------ Source data ------
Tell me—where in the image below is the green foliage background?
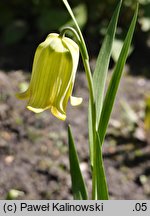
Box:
[0,0,150,70]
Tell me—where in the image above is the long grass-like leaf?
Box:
[93,1,122,126]
[68,126,88,200]
[98,5,138,144]
[88,1,122,167]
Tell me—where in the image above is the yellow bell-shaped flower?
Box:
[17,33,82,120]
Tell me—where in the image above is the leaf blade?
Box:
[93,1,122,125]
[68,126,88,200]
[98,5,138,144]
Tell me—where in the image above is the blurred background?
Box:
[0,0,150,199]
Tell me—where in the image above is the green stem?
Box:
[60,0,107,200]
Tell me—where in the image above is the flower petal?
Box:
[51,107,66,121]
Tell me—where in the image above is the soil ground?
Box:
[0,71,150,199]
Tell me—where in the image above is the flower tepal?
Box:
[17,33,82,120]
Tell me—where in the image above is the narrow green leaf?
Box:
[94,133,109,200]
[68,126,88,200]
[93,1,122,126]
[88,1,122,167]
[98,5,138,143]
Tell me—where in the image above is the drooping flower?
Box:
[17,33,82,120]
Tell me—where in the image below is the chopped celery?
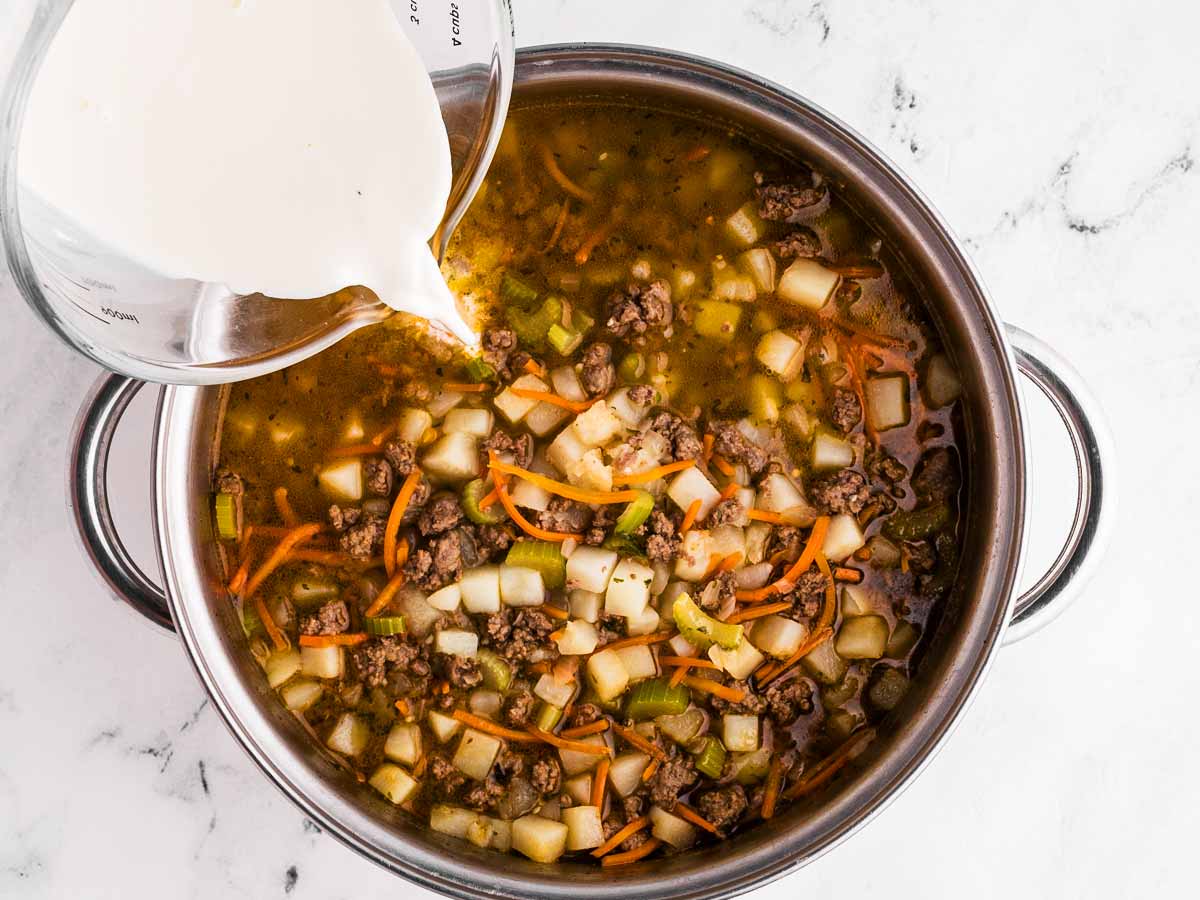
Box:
[212,491,241,541]
[625,678,691,720]
[617,350,646,382]
[475,648,512,694]
[466,356,496,382]
[692,300,742,343]
[500,272,538,306]
[504,541,566,590]
[694,734,725,778]
[613,491,654,534]
[546,322,583,356]
[882,503,950,541]
[671,594,742,650]
[462,478,508,524]
[362,616,408,637]
[533,701,563,731]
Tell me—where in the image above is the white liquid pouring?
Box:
[18,0,475,343]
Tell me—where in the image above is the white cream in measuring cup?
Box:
[18,0,474,343]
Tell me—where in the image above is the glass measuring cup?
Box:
[0,0,515,384]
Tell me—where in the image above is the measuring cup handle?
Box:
[67,374,175,632]
[1004,325,1117,643]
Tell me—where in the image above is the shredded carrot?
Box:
[450,709,539,744]
[592,816,650,857]
[364,569,404,618]
[509,388,595,413]
[683,676,746,703]
[596,631,674,650]
[679,497,701,534]
[575,219,620,265]
[383,466,421,576]
[528,719,612,756]
[254,596,292,650]
[541,200,571,253]
[244,523,320,596]
[762,754,784,818]
[833,565,863,584]
[612,722,667,762]
[558,719,608,738]
[784,728,875,800]
[300,631,367,647]
[725,600,792,625]
[488,460,638,504]
[600,838,662,866]
[541,144,595,203]
[674,800,721,835]
[659,656,720,668]
[712,454,736,478]
[746,509,785,524]
[612,460,696,485]
[275,486,300,528]
[592,756,612,812]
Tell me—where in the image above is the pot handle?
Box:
[67,374,175,632]
[1004,325,1117,643]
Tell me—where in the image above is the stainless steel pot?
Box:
[71,44,1115,900]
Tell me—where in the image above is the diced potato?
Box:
[396,409,433,444]
[533,672,575,709]
[863,374,908,431]
[821,512,866,563]
[754,616,809,659]
[512,816,568,863]
[425,584,462,612]
[650,806,700,850]
[280,678,325,713]
[563,806,604,850]
[442,409,494,438]
[923,353,962,409]
[509,478,553,512]
[433,629,479,659]
[556,619,600,656]
[500,565,546,606]
[367,762,420,806]
[317,456,362,503]
[834,616,888,659]
[812,431,854,472]
[608,751,650,797]
[492,374,550,425]
[571,403,625,446]
[754,331,804,382]
[667,467,721,522]
[588,650,629,702]
[775,259,841,310]
[300,647,344,678]
[721,713,758,752]
[458,565,500,613]
[613,644,659,682]
[325,713,371,756]
[383,722,421,766]
[558,734,605,778]
[566,588,607,623]
[609,553,654,618]
[451,728,500,781]
[426,709,462,744]
[265,647,300,688]
[708,637,764,682]
[566,546,618,594]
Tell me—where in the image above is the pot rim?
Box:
[154,43,1026,900]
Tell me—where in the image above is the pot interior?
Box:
[157,47,1024,898]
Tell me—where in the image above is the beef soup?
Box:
[215,101,964,865]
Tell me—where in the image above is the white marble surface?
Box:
[0,0,1200,900]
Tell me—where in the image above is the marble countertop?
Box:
[0,0,1200,900]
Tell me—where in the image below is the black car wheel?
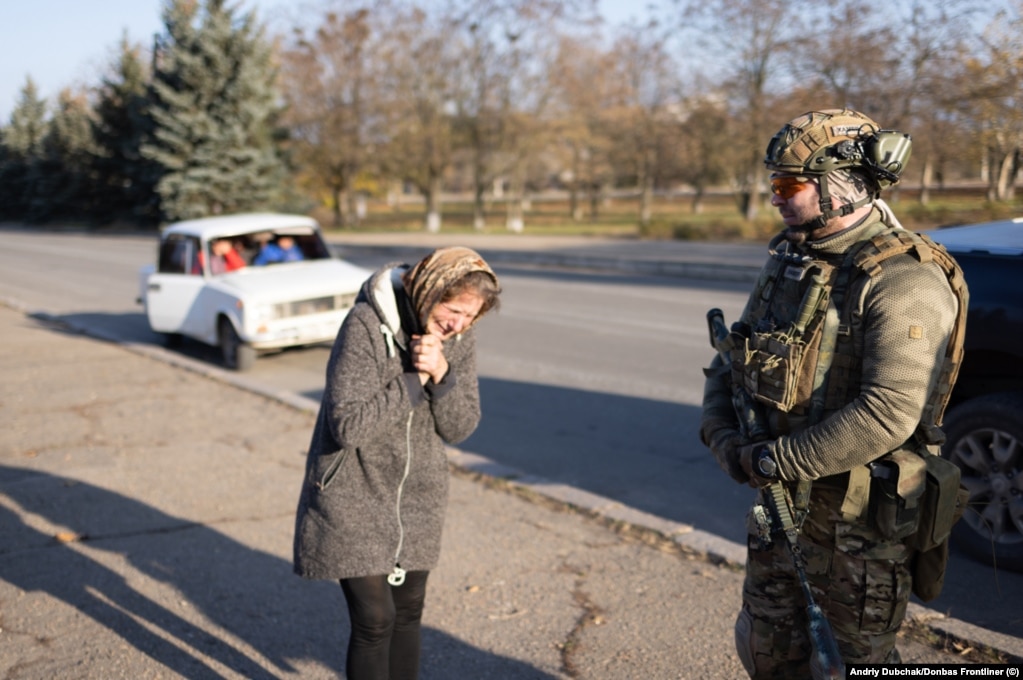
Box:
[943,393,1023,572]
[218,317,256,371]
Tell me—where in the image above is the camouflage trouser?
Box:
[736,489,911,680]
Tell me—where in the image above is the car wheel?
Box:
[219,317,256,371]
[942,393,1023,572]
[164,333,185,348]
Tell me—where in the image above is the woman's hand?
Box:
[409,334,448,384]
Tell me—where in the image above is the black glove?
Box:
[739,440,779,489]
[700,425,750,484]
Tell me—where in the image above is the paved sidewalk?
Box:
[0,298,1014,680]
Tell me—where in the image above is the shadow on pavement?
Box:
[0,466,549,680]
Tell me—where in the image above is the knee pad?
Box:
[736,607,757,678]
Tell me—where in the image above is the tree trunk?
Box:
[639,175,654,227]
[920,155,934,206]
[422,177,441,234]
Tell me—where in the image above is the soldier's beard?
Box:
[782,222,812,245]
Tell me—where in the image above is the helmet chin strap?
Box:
[794,173,874,233]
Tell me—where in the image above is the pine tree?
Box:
[93,38,160,224]
[142,0,282,220]
[27,90,96,222]
[0,77,49,221]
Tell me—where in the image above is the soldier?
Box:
[701,109,966,679]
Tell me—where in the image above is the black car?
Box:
[929,218,1023,572]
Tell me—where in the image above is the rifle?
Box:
[707,306,845,680]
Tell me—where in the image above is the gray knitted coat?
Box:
[294,265,480,580]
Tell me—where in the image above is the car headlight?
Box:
[250,305,283,323]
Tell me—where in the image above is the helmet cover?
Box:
[764,108,911,189]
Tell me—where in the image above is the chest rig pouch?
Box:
[729,237,837,413]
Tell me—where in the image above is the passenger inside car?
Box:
[192,238,246,275]
[253,234,305,265]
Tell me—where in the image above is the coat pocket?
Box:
[311,449,351,491]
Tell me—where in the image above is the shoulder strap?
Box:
[853,229,970,444]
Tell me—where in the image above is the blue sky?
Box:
[0,0,648,124]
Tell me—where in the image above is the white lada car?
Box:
[138,213,370,371]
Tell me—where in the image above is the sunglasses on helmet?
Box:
[770,175,813,200]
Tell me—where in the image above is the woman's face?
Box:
[427,291,483,339]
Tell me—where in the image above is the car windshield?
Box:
[208,230,330,267]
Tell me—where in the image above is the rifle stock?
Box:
[707,302,845,680]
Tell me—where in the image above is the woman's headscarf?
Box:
[403,245,497,327]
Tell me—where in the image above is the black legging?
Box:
[341,572,430,680]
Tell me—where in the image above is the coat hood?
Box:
[356,263,418,356]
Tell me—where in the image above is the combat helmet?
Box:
[764,108,913,227]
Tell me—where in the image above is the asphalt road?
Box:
[0,227,1023,658]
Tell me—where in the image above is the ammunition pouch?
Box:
[909,455,970,602]
[869,449,970,602]
[729,333,811,413]
[869,449,927,540]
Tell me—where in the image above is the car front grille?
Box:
[274,292,356,319]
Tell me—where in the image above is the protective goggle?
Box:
[770,175,813,200]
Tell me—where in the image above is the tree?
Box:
[384,2,458,232]
[679,0,808,220]
[28,89,96,222]
[281,2,390,226]
[549,36,615,221]
[451,0,582,229]
[142,0,282,220]
[612,22,681,227]
[672,96,736,214]
[0,77,50,220]
[93,38,160,224]
[963,3,1023,201]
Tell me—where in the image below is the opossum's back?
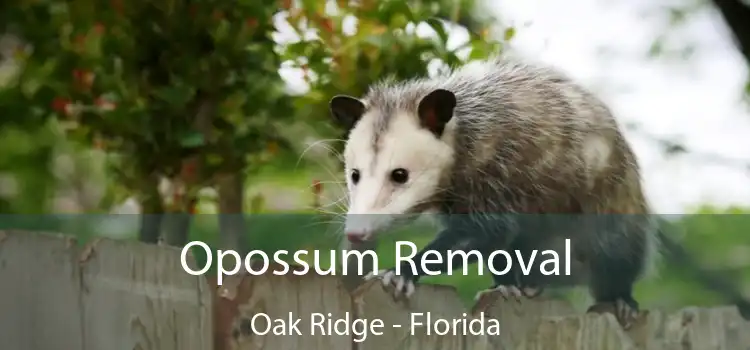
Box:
[446,60,640,212]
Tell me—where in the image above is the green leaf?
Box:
[180,131,206,148]
[154,85,195,106]
[427,17,448,45]
[503,27,516,41]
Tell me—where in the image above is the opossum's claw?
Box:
[586,298,640,330]
[364,269,388,281]
[378,269,416,299]
[474,285,542,302]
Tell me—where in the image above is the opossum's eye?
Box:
[350,169,359,185]
[391,168,409,184]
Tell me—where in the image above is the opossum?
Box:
[329,56,750,325]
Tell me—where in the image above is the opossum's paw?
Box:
[365,269,416,299]
[586,298,640,330]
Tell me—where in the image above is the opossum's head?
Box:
[330,89,456,243]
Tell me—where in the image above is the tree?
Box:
[0,0,512,254]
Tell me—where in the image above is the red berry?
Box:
[52,97,70,113]
[313,180,323,194]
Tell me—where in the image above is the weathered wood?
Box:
[80,240,212,350]
[0,231,84,350]
[0,231,212,350]
[474,297,576,349]
[354,280,488,350]
[0,231,750,350]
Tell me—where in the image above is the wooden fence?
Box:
[0,231,750,350]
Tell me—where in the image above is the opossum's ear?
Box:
[328,95,365,130]
[417,89,456,137]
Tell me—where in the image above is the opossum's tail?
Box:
[658,225,750,321]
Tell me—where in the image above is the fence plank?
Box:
[215,264,355,350]
[80,239,212,350]
[0,231,212,350]
[515,314,636,350]
[354,280,488,350]
[0,231,84,350]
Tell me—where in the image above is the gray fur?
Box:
[346,58,750,326]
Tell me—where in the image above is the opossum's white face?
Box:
[331,90,455,243]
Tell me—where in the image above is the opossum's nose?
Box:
[346,232,365,243]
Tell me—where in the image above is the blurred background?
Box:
[0,0,750,307]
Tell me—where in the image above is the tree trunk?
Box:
[164,189,198,247]
[138,176,164,244]
[216,172,249,254]
[713,0,750,65]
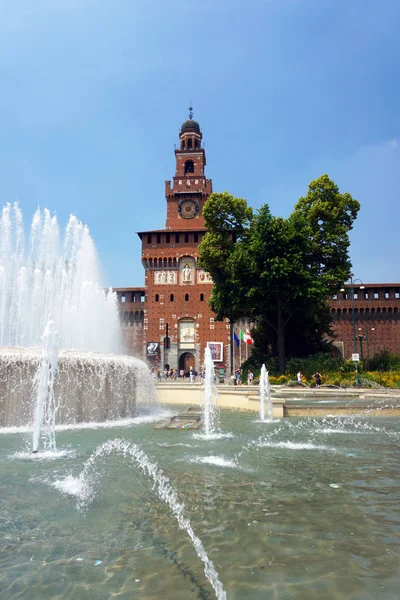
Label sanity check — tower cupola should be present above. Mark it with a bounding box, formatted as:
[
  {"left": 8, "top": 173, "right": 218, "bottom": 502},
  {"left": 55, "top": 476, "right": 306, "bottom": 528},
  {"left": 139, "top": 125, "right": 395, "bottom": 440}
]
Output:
[{"left": 179, "top": 106, "right": 203, "bottom": 152}]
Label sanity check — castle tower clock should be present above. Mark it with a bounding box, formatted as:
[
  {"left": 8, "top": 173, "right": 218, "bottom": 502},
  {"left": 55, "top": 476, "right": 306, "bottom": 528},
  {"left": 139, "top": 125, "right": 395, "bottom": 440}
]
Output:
[{"left": 138, "top": 108, "right": 230, "bottom": 372}]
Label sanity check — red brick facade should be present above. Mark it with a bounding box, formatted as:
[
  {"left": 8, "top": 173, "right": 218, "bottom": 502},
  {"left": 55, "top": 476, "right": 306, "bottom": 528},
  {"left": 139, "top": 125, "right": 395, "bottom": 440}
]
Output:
[
  {"left": 116, "top": 115, "right": 231, "bottom": 372},
  {"left": 115, "top": 114, "right": 400, "bottom": 366},
  {"left": 329, "top": 283, "right": 400, "bottom": 359}
]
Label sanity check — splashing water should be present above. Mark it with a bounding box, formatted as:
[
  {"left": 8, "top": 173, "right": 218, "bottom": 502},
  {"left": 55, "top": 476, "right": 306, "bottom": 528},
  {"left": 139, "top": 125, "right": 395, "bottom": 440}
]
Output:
[
  {"left": 0, "top": 203, "right": 121, "bottom": 353},
  {"left": 260, "top": 365, "right": 273, "bottom": 421},
  {"left": 32, "top": 321, "right": 58, "bottom": 453},
  {"left": 203, "top": 347, "right": 220, "bottom": 437},
  {"left": 0, "top": 203, "right": 156, "bottom": 452},
  {"left": 53, "top": 439, "right": 226, "bottom": 600}
]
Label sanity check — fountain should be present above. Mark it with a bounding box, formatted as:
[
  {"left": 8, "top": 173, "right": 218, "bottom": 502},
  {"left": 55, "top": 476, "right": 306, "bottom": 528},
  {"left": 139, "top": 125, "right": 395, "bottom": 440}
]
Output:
[
  {"left": 260, "top": 365, "right": 273, "bottom": 421},
  {"left": 203, "top": 347, "right": 220, "bottom": 437},
  {"left": 0, "top": 206, "right": 400, "bottom": 600},
  {"left": 0, "top": 204, "right": 153, "bottom": 452}
]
------
Aim of the exercise >>
Rewrite the entries from the line with "Tell me—where in the image above is the asphalt" to the line with "[346,232,365,243]", putting "Show me" wherever "Tell me" appears and keeping everything else the same. Omit the pictures from your answer.

Solution to the exercise >>
Show me—where in the image above is the asphalt road?
Box:
[0,227,1023,658]
Show me—where in the image above is the ammunition pouch?
Box:
[909,455,970,602]
[869,449,970,602]
[729,333,811,413]
[869,449,927,540]
Show me—where in the image above is the car front grille?
Box:
[274,292,356,319]
Show me—where in the image above is the protective goggle?
Box:
[770,175,813,200]
Show me—where in the image above is the tree?
Box:
[384,2,458,232]
[679,0,808,220]
[28,89,96,222]
[281,2,390,226]
[549,36,615,221]
[451,0,582,229]
[142,0,282,220]
[612,22,681,227]
[672,96,736,214]
[0,77,50,220]
[93,38,160,224]
[963,3,1023,201]
Show me—where in the image below is the opossum's back?
Box:
[446,60,640,212]
Show me—where in the image above is the green leaf?
Box:
[180,131,206,148]
[154,85,195,106]
[427,17,448,45]
[503,27,516,41]
Show me—where in the image above is the opossum's claw?
Box:
[586,298,640,330]
[364,269,388,281]
[378,269,416,299]
[474,285,542,302]
Show me—where in the image above is the opossum's eye?
Box:
[350,169,359,185]
[391,168,409,184]
Show me—where in the image above is the opossum?
Box:
[329,56,750,325]
Show me—where in the image above is the opossum's paw?
Box:
[365,269,416,299]
[586,298,640,330]
Show me—where in the image above is the opossum's head?
Box:
[330,89,456,243]
Show me—where in the image above is the tree?
Box:
[0,0,512,254]
Show me—where in the image above is the red berry?
Box:
[52,97,70,113]
[313,180,323,194]
Show me—where in the image above is the weathered wood?
Box:
[80,240,212,350]
[0,231,84,350]
[0,231,212,350]
[474,297,576,349]
[354,280,488,350]
[0,231,750,350]
Show me—where in the image above is the wooden fence?
Box:
[0,231,750,350]
Show me—where in the image above is the opossum's ear?
Box:
[328,95,365,130]
[417,89,456,137]
Show me—where in the image above is the opossum's tail?
Box:
[658,225,750,321]
Show me—where in the image above is the fence plank?
Box:
[215,264,355,350]
[80,239,212,350]
[0,231,212,350]
[515,314,636,350]
[354,280,488,350]
[0,231,84,350]
Show me—where in the image above is the gray fur?
Box:
[346,58,750,326]
Show me—where in the image above is the opossum's white face?
Box:
[331,90,455,243]
Show me—where in the image above is the opossum's nose?
Box:
[346,232,365,243]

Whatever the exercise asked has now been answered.